TESTO DELLA PAGINA>
• • • • •
L’effetto combinato del riscaldamento globale, foriero al contempo di desertificazione e di eventi climatici estremi, e della modifica dell’uso dei suoli nelle ultime decadi, ha portato ad una situazione di aumento del rischio alluvionale, che si esplicita nella crescente probabilità di occorrenza di eventi di notevole intensità. I recenti casi delle alluvioni in Liguria confermano che tale circostanza si verifica negli ambienti mediterranei, ma non solo, della penisola italiana.

 

Anche nell’area mediterranea, i cambiamenti climatici e i conseguenti processi di desertificazione possono avere importanti effetti di modifiche del ciclo dell’acqua. Numerosi studi apparsi nella letteratura scientifica, e la sintesi effettuata nei rapporti dell’IPCC, indicano tra le conseguenze più rilevanti del climate change:

a)      Diminuzione degli afflussi complessivi di precipitazione
b)      Inasprimento degli eventi estremi (i.e. piogge brevi più intensa e più   lunghi periodi di tempo asciutto)
c)      Crescita dell’evapotraspirazione e riduzione del contenuto d’acqua dei suoli.
d)     Diminuzione dei deflussi in alveo nelle stagione secca
e)      Piene più intense durante gli eventi temporaleschi
f)       Perdita di suolo vegetazione, maggiore incidenza e pericolosità degli eventi di incendi boschivi

Gli impatti dei cambiamenti climatici sono quindi legati a un’altra modifica profonda portata dalle attività umane, quella derivante dalla modifica dell’uso del suolo.
Durante il periodo estivo, le diminuite precipitazioni, unità alla scarsità di acqua accumulata nei suoli, porterebbero a siccità più severe, con probabili effetti negativi sulla disponibilità di acqua per gli usi civile e per l’agricoltura (Bates et al., 2008, Section 5.4). La crescita della temperatura e la accresciuta variabilità dell’apporto di precipitazione risulterebbero, da un lato, in piene più intense, e dall’altro in siccità più severe (Bates et al., 2008, Section 5.4). Suoli più aridi provocherebbero maggiore deflusso superficiale durante gli eventi temporaleschi (e.g. De Bano, 2000; Rosso et al., 2004; Rulli et al., 2006), con conseguenti fenomeni di piena improvvisi e violenti.
• • • • •
VOCI FORNITE>
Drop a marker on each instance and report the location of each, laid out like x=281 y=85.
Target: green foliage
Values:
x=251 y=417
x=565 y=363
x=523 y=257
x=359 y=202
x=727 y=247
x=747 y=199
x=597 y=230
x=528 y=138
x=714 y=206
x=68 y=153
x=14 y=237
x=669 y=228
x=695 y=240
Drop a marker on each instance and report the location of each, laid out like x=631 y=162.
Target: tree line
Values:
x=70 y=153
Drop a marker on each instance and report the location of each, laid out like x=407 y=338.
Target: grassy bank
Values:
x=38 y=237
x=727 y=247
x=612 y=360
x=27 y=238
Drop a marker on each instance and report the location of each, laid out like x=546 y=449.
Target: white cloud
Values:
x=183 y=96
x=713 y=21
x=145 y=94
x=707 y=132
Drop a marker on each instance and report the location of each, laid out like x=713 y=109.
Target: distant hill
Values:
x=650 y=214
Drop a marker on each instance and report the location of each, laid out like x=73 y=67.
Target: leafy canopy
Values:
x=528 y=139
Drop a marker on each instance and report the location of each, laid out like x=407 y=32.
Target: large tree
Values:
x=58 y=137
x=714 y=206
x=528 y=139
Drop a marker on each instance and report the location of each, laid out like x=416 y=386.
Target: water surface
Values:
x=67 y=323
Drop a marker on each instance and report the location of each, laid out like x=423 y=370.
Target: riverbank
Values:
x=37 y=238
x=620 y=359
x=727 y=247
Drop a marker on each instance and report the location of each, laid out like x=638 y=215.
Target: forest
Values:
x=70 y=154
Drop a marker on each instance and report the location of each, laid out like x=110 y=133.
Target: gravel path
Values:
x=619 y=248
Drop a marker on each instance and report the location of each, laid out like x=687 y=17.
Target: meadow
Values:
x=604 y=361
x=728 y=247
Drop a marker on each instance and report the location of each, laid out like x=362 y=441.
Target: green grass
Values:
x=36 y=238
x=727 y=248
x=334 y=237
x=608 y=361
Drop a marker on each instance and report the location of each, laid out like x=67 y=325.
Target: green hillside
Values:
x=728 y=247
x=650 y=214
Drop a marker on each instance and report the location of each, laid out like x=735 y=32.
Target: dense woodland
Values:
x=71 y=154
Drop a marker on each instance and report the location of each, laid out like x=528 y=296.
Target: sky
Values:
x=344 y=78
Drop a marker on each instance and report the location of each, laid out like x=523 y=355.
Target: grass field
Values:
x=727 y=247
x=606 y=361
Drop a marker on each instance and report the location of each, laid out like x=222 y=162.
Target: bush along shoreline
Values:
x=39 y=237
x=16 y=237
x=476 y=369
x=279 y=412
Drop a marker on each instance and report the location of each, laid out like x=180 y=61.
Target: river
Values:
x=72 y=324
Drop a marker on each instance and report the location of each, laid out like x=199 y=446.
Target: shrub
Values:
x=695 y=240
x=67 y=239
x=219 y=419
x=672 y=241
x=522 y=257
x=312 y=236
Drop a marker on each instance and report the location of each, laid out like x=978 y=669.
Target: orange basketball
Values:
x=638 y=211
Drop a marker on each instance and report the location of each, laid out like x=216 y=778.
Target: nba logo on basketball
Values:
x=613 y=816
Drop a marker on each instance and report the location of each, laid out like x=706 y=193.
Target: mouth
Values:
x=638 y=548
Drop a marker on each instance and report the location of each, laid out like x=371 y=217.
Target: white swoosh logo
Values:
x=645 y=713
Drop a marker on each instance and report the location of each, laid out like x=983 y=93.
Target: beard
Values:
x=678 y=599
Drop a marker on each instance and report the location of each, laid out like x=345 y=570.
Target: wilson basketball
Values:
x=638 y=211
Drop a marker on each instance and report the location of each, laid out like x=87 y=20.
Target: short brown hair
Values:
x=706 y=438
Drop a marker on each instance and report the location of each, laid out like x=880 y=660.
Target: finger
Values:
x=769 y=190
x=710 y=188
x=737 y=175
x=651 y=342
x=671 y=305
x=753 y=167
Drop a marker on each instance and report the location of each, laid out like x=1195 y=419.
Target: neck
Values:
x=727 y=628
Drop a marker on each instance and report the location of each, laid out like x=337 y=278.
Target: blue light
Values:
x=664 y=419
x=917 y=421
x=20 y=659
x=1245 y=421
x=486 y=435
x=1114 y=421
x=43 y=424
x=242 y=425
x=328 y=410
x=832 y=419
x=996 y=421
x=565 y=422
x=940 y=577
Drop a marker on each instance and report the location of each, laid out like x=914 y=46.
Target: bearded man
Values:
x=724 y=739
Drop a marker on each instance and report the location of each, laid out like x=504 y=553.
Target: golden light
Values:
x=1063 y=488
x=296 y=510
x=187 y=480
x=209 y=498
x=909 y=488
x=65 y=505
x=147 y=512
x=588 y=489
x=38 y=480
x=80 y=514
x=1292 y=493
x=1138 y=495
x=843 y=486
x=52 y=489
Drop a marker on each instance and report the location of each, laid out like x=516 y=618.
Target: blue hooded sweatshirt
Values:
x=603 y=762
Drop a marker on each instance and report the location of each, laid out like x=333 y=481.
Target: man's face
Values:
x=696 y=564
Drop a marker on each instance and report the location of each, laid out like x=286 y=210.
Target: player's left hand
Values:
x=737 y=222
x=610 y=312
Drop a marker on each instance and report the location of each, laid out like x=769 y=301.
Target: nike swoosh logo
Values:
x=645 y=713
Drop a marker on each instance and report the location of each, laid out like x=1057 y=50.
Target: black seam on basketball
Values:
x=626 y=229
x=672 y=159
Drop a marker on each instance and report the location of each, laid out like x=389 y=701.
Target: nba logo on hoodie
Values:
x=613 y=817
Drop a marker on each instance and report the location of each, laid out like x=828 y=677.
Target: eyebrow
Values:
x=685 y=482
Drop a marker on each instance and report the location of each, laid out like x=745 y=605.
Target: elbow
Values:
• • • • •
OBIETTIVO> Spiega in una-tre frasi, per favore, perché secondo il testo sul rischio alluvionale durante il periodo estivo le siccità diventerebbero più severe. I record provengono da una fonte diversa.

RISULTATO DELL'ESERCIZIO> Nel periodo estivo le precipitazioni diminuite, unite alla scarsità di acqua accumulata nei suoli, porterebbero a siccità più severe.